→ 節選段落:
# # # # # # #
以 p010 格式為例，每一個 U 或 V 都占 2 個字節，第一個 V 樣本前有 2 個字節被 U 樣本占了，所以 U 分量的 offset 值是 0，V 分量的 offset 值是 2。因此這個字段確定了當前 plane 中 U 和 V排列的順序。

int shift

右移位數，表示將對應內存單元的值右移多少位可以得到實際值。

以 p010 格式為例，位深是 10，而內存對齊后每一個 Y、U、V 樣本占 16 bit，那么 10 位的數據放在 16 位的內存單元中，是占據高 10 位還是占據低 10 位，就是由 shift 值決定的。p010 格式中，各分量的 shift 值都是 6 ，表示數據放在高 10 位。從 Y plane 中獲取第一個 Y 樣本的值，示意代碼如下：

uint8_t y_plane[1280*2];
uint16_t *p_y0 = (uint16_t *)y_plane;
uint16_t y0 = (*p_y0) >> 6;

yuv420p10le 格式中各分量的 shift 值都是 0 ，表示數據放在低 10 位。從 Y plane 中獲取第一個 Y 樣本的值，示意代碼如下：

uint8_t y_plane[1280*2];
uint16_t *p_y0 = (uint16_t *)y_plane;
uint16_t y0 = (*p_y0) >> 0;

int depth

當前分量每個樣本的位寬度，即位深。

上述參數中，plane 表示分量所在的 plane 的序號，offset 表示多個分量交織存放在同一個 plane 中時的排列順序(如 p010 格式的 UV plane 中 U 在前 V 在后)，step、shift 和 depth 則是和內存對齊相關，例如 p010 格式 depth 是 10(bit)， step 是 2(字節)，shift 是 6(bit)，表示每個 10 bit 的樣本占用 16 bit(2 字節)的內存單元，低 6 位是無用位(高位對齊，靠左對齊)。

3.3 節將詳細解釋幾個常用像素格式各具體參數的含義。

3.2.4 av_pix_fmt_descriptors[]

av_pix_fmt_descriptors 是 FFmpeg 中定義各個像素格式的實際格式的。這個數組非常重要，當不知道具體的某個像素格式的實現細節時，查看此數組中的定義即可明白。常用的有代表性的幾個像素格式將在下一節具體分析。

如下是 yuv420p 像素格式的定義：

static const AVPixFmtDescriptor av_pix_fmt_descriptors[AV_PIX_FMT_NB] = {
    [AV_PIX_FMT_YUV420P] = {
        .name = "yuv420p",
        .nb_components = 3,
        .log2_chroma_w = 1,
        .log2_chroma_h = 1,
        .comp = {
            { 0, 1, 0, 0, 8, 0, 7, 1 },        /* Y */
            { 1, 1, 0, 0, 8, 0, 7, 1 },        /* U */
            { 2, 1, 0, 0, 8, 0, 7, 1 },        /* V */
        },
        .flags = AV_PIX_FMT_FLAG_PLANAR,
    },
    ......
# # # # # # #
→ 所給資料:

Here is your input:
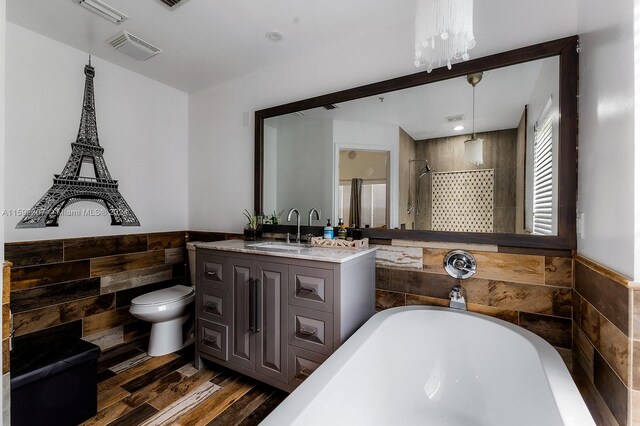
# # # # # # #
→ 作答指示 A: 根據這段關於 FFmpeg 像素格式的節選，p010 格式中各分量的 shift 值是多少？
→ 作答指示 B: 依據節選段落，說明 p010 格式中 U 分量的 offset 值為何是 0，而 V 分量的 offset 值為何是 2。
作答時無需參考所列資料。

→ 最終結果 A: p010 格式中各分量的 shift 值都是 6。

→ 最終結果 B: 在 p010 格式中，每一個 U 或 V 樣本都占 2 個字節。第一個 V 樣本之前的 2 個字節被 U 樣本占用，因此 U 分量的 offset 值是 0，V 分量的 offset 值是 2。